§ Listed entries
|---|
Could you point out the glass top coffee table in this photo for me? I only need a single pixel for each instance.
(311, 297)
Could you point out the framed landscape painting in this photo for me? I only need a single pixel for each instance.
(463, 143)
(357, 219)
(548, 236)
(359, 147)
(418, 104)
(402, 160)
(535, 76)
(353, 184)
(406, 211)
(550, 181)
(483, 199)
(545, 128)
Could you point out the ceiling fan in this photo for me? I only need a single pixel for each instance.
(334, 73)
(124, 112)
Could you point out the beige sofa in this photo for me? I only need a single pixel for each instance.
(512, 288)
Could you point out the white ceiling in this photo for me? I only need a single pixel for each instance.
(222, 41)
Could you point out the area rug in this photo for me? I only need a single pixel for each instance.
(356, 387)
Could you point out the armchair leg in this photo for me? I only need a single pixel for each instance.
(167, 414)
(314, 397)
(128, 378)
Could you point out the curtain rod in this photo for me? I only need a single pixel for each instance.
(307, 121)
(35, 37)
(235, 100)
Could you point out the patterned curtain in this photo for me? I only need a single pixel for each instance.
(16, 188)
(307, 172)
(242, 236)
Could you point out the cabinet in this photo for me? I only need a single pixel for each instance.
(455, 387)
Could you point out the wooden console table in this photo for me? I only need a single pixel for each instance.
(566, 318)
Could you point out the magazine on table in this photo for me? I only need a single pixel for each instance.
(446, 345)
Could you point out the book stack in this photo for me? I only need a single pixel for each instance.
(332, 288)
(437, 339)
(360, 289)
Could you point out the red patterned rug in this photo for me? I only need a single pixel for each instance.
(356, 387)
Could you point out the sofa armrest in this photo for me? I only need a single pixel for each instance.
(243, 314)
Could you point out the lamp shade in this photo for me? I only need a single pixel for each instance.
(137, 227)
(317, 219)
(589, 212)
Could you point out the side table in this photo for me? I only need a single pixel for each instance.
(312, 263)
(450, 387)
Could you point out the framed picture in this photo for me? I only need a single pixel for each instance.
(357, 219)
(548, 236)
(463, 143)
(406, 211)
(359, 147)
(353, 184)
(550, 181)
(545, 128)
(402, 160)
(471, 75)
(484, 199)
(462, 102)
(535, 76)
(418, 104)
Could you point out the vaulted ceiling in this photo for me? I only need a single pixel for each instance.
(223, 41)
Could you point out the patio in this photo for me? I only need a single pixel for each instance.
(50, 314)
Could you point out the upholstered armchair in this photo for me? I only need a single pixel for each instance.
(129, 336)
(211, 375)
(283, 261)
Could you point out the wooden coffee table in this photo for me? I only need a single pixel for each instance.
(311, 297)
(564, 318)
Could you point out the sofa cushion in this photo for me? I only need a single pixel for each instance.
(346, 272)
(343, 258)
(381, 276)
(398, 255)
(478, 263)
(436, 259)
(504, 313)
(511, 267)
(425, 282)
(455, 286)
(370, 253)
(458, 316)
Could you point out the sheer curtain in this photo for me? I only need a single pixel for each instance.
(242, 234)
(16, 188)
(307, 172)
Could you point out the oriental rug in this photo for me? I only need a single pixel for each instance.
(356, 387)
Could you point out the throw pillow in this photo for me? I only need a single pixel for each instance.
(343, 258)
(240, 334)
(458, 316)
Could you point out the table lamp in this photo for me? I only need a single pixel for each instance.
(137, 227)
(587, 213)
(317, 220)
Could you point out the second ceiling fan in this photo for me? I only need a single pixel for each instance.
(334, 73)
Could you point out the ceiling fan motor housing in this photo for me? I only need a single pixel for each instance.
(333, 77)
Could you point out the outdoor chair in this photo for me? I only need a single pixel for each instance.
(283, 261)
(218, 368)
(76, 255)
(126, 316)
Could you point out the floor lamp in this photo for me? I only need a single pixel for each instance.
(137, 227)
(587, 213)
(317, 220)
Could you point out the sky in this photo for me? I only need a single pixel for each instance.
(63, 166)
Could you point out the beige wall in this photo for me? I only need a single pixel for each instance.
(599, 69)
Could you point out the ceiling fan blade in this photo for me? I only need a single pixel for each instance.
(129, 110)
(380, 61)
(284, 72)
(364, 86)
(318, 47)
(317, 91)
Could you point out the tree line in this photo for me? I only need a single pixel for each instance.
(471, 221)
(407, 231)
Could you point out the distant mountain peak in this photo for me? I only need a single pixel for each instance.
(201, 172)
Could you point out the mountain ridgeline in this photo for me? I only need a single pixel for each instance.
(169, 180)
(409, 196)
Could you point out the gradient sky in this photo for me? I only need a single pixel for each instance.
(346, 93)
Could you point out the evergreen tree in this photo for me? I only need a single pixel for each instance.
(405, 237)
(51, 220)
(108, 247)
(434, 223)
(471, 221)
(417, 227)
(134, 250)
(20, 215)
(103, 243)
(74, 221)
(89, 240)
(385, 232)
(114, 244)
|---|
§ What the exercise asks
Please retype every entry above exactly as it stands.

§ Reply to the task
Could you point out the glass top coffee table in this photo for me? I only need a single pixel for each instance.
(311, 297)
Could you point out the framed landscape painting in this photo for me? I only need a single pixel for each instance.
(463, 143)
(357, 219)
(548, 236)
(359, 147)
(418, 104)
(402, 160)
(535, 76)
(353, 184)
(406, 211)
(550, 181)
(483, 199)
(545, 128)
Could you point out the ceiling fan in this photo for me? I only need a single pixel for each instance.
(334, 73)
(124, 112)
Could you point out the beige sofa in this photo for me? I only need a single pixel for each instance.
(512, 288)
Could you point out the white ceiling in this photo for me? I only need a single pixel for each instance.
(222, 41)
Could you point out the area rug in this photo for me? I only need a single pixel for each instance.
(356, 387)
Could you point out the armchair leg in this photo for me? I only need a single pixel for each instance.
(167, 414)
(314, 397)
(128, 378)
Could you point out the curtain rod in this photo for me? I only need a single pixel for each instance.
(307, 121)
(35, 37)
(235, 100)
Could you point out the patterned curtain in this photo for me? I only need a single pixel for each instance.
(16, 188)
(307, 172)
(242, 236)
Could you point out the cabinet in this photo for me? I only need a single pixel for each instance.
(455, 387)
Could you point out the wooden console table in this photo for me? I only need a single pixel for each instance.
(566, 318)
Could you point out the magazine on table in this photo for me? I only need a single pixel for each instance.
(446, 345)
Could you point out the book stack in this photo for me? I only need a single pixel for each instance.
(332, 288)
(437, 339)
(360, 289)
Could you point out the red patterned rug in this photo for me? I only need a single pixel for each instance.
(356, 387)
Could you point out the sofa armrest in this photo for me? I only need a single pixel for each instance.
(243, 314)
Could you point out the lamp shade in this photo for me? I only need a single pixel for each instance.
(137, 227)
(317, 219)
(589, 212)
Could you point out the side table in this photo for me? I only need a single pixel for each instance.
(312, 263)
(450, 387)
Could you point out the framed picture in this photo for me? I only need a single pixel for each instance.
(357, 219)
(548, 236)
(463, 143)
(406, 211)
(359, 147)
(353, 184)
(550, 181)
(545, 128)
(402, 160)
(471, 75)
(484, 199)
(462, 102)
(535, 76)
(418, 104)
Could you point out the vaulted ceiling in this photo for me? I only need a single pixel for each instance.
(223, 41)
Could you point out the patio in this photo for me? I only need a single pixel for each instance.
(50, 314)
Could you point out the upholstered armchair in this photo for me? I only need a single pixel for each instance.
(129, 336)
(211, 375)
(283, 261)
Could you point out the wooden coffee table in this photo for me? I only need a single pixel for each instance.
(311, 297)
(564, 318)
Could you point out the sofa cushion in this photo for me? I only need a single pixel for each instance.
(346, 272)
(343, 258)
(381, 276)
(398, 255)
(478, 263)
(436, 259)
(504, 313)
(511, 267)
(425, 282)
(455, 286)
(370, 253)
(458, 316)
Could you point out the sheer curtain in this photo for me? I only need a single pixel for each instance.
(242, 234)
(16, 188)
(307, 172)
Could you point out the oriental rug in this photo for me? I only need a single pixel for each instance.
(356, 387)
Could you point out the throw pillow in this photo for me? I only need a single pixel for each instance.
(343, 258)
(240, 334)
(458, 316)
Could you point out the table lamp in this photo for me? I only need a single pixel for each instance.
(137, 227)
(587, 213)
(317, 220)
Could you point out the second ceiling fan in this photo for me? I only need a single pixel for each instance.
(334, 73)
Could you point out the ceiling fan motor housing in this photo for me? I only need a single pixel for each instance.
(333, 77)
Could you point out the outdoor chair in this photo for me? I only need a single pixel for each instance.
(283, 261)
(218, 368)
(76, 255)
(126, 316)
Could you point out the floor lamp in this photo for me? I only need a single pixel for each instance.
(137, 227)
(587, 213)
(317, 220)
Could you point out the sky in this photo for me? I only need a single pixel for each instance.
(63, 166)
Could you point out the beige wall in this photo for me? I only need a single pixel for each instance.
(599, 69)
Could you point out the ceiling fan blade in this photo for me? I only need a single pixel for each instance.
(129, 110)
(380, 61)
(284, 72)
(364, 86)
(318, 47)
(317, 91)
Could you point out the tree line in this photo for me? I only need a single pixel for each instance.
(471, 221)
(407, 231)
Could you point out the distant mountain peak in this photo for me? I only need a single pixel for each instance.
(201, 172)
Could you point out the mountain ridgeline in this photo for me? I only need a single pixel for each instance.
(169, 180)
(409, 196)
Could you point out the gradient sky in this photo for me? I only need a single pixel for each instance.
(346, 93)
Could you point out the evergreen tree in this photo for me? I only need a single pixel for each instance.
(405, 237)
(51, 220)
(108, 247)
(434, 223)
(471, 221)
(417, 227)
(134, 250)
(20, 215)
(103, 243)
(74, 221)
(89, 240)
(385, 232)
(114, 244)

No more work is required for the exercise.